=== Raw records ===
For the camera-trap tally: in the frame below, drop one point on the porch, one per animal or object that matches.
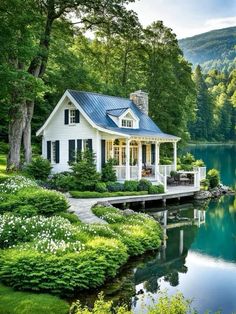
(139, 158)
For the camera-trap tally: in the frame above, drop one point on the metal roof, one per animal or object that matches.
(117, 112)
(96, 106)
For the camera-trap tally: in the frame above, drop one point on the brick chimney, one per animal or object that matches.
(140, 99)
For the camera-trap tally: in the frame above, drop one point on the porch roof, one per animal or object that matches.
(144, 133)
(97, 107)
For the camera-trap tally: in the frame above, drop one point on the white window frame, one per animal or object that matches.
(127, 123)
(53, 152)
(72, 116)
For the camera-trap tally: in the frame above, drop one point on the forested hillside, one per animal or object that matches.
(43, 53)
(212, 50)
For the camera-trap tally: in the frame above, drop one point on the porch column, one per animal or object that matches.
(139, 160)
(175, 155)
(127, 165)
(157, 159)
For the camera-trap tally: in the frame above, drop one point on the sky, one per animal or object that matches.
(187, 17)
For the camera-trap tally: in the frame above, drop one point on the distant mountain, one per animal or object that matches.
(212, 50)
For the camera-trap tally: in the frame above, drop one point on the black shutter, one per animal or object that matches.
(153, 153)
(90, 144)
(79, 146)
(144, 149)
(71, 150)
(57, 143)
(77, 116)
(103, 152)
(66, 116)
(49, 150)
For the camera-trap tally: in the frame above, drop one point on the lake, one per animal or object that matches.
(199, 256)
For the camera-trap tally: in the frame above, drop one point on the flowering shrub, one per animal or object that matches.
(44, 201)
(16, 183)
(14, 230)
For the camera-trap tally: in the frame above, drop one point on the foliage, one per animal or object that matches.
(143, 185)
(131, 185)
(44, 201)
(57, 274)
(139, 232)
(101, 187)
(15, 230)
(15, 302)
(213, 177)
(100, 306)
(156, 189)
(84, 171)
(175, 304)
(63, 181)
(15, 183)
(88, 194)
(39, 168)
(108, 172)
(115, 186)
(114, 251)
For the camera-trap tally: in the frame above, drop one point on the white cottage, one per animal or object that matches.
(113, 127)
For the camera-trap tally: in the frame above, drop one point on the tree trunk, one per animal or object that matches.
(27, 131)
(16, 126)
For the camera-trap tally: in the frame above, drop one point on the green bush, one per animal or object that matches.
(84, 171)
(44, 201)
(101, 187)
(51, 273)
(214, 177)
(143, 185)
(63, 181)
(175, 304)
(108, 172)
(39, 168)
(15, 302)
(156, 189)
(115, 186)
(114, 251)
(17, 229)
(131, 185)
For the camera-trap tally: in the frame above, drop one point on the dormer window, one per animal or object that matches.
(127, 123)
(72, 116)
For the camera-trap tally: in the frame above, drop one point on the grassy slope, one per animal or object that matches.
(15, 302)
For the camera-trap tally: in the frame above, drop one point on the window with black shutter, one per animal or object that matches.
(49, 150)
(57, 152)
(144, 150)
(103, 152)
(77, 116)
(71, 150)
(66, 116)
(153, 153)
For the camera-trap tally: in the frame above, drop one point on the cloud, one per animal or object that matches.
(221, 22)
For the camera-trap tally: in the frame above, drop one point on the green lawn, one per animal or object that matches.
(15, 302)
(87, 194)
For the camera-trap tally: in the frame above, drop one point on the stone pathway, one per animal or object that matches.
(82, 208)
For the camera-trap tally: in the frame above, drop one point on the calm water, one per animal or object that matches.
(199, 256)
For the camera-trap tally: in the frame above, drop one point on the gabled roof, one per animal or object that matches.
(97, 108)
(117, 112)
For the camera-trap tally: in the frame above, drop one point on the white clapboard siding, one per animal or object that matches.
(57, 130)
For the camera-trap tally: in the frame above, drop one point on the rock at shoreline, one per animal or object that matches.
(201, 195)
(213, 193)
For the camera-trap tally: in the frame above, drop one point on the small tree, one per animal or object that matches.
(108, 172)
(84, 170)
(214, 177)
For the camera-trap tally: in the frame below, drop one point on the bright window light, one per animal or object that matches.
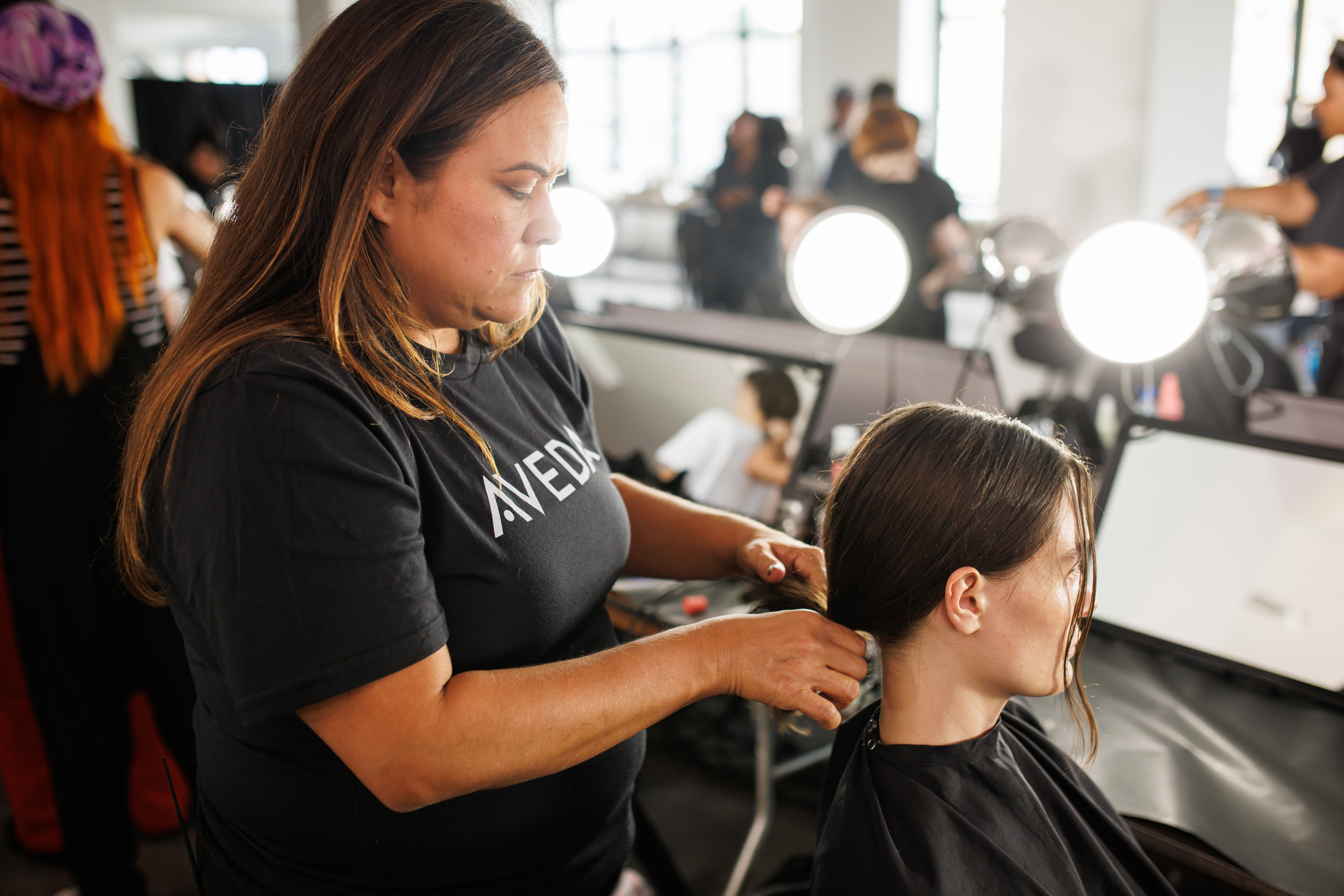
(1264, 33)
(848, 270)
(654, 88)
(1135, 292)
(226, 65)
(588, 235)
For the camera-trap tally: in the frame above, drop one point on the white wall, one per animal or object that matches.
(1190, 66)
(1076, 85)
(845, 42)
(225, 20)
(1113, 109)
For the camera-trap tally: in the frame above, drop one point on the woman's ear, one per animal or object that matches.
(964, 599)
(382, 198)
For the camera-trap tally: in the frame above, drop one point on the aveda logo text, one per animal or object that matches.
(545, 465)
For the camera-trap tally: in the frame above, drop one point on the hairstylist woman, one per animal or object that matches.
(81, 323)
(408, 682)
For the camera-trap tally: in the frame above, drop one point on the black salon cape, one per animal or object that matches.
(1007, 813)
(316, 540)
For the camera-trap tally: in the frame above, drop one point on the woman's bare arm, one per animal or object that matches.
(424, 735)
(1320, 269)
(167, 213)
(1291, 203)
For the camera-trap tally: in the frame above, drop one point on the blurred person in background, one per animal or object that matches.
(737, 460)
(819, 154)
(881, 96)
(1310, 206)
(741, 252)
(206, 166)
(80, 219)
(889, 179)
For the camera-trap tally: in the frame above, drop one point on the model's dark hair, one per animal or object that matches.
(302, 259)
(776, 393)
(929, 489)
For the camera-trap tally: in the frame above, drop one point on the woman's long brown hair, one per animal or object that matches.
(932, 488)
(55, 167)
(302, 259)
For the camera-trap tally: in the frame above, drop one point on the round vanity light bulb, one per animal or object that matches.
(848, 270)
(1135, 292)
(588, 233)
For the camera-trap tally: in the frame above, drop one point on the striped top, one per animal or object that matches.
(147, 324)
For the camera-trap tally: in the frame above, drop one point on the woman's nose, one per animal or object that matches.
(545, 229)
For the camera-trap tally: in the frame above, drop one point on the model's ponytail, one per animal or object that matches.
(792, 593)
(932, 488)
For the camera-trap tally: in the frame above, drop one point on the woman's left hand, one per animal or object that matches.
(772, 555)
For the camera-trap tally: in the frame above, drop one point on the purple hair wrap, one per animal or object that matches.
(47, 57)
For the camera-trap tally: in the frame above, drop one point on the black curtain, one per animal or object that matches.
(168, 112)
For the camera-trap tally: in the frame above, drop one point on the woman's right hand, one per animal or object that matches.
(789, 660)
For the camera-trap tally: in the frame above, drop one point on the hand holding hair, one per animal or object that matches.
(772, 555)
(796, 660)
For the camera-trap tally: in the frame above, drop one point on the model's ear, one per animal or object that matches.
(964, 599)
(383, 195)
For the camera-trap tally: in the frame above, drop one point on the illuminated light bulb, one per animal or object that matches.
(588, 233)
(1135, 292)
(848, 270)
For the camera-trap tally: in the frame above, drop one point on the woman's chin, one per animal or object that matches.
(509, 308)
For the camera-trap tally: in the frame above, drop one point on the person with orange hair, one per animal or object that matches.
(81, 321)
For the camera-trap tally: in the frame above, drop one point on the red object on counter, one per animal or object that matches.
(695, 604)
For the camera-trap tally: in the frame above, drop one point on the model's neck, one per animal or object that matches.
(926, 699)
(447, 340)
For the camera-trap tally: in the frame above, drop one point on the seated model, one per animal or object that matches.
(963, 542)
(737, 460)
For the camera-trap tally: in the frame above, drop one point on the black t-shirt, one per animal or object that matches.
(1006, 813)
(914, 207)
(1327, 225)
(315, 540)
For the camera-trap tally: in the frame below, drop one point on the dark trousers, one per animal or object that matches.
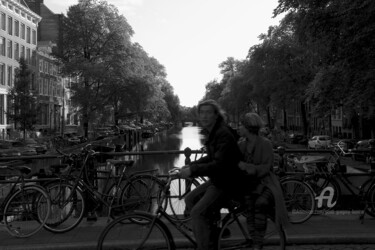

=== Direction ===
In the entries, find every line that contains the word "with" and copy each of those lines. Treat uppercase and lowercase as different.

=== Response to the exercise ===
For the camera-trap tally: in the frame above, drop one point on the window with black shutter, one per animal or object that matches.
For the camera-trap tally: in the frame above, drop one point on the person with orange hair, one per animal or object that matches.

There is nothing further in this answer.